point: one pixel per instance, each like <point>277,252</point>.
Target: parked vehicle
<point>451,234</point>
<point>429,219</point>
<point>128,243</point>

▸ WORK TO DO:
Copy every item above word for word, keeping each line unchanged.

▸ RESPONSE FOR THIS EXERCISE:
point: one pixel per instance, each like <point>277,252</point>.
Target: parked vehicle
<point>451,234</point>
<point>429,219</point>
<point>128,243</point>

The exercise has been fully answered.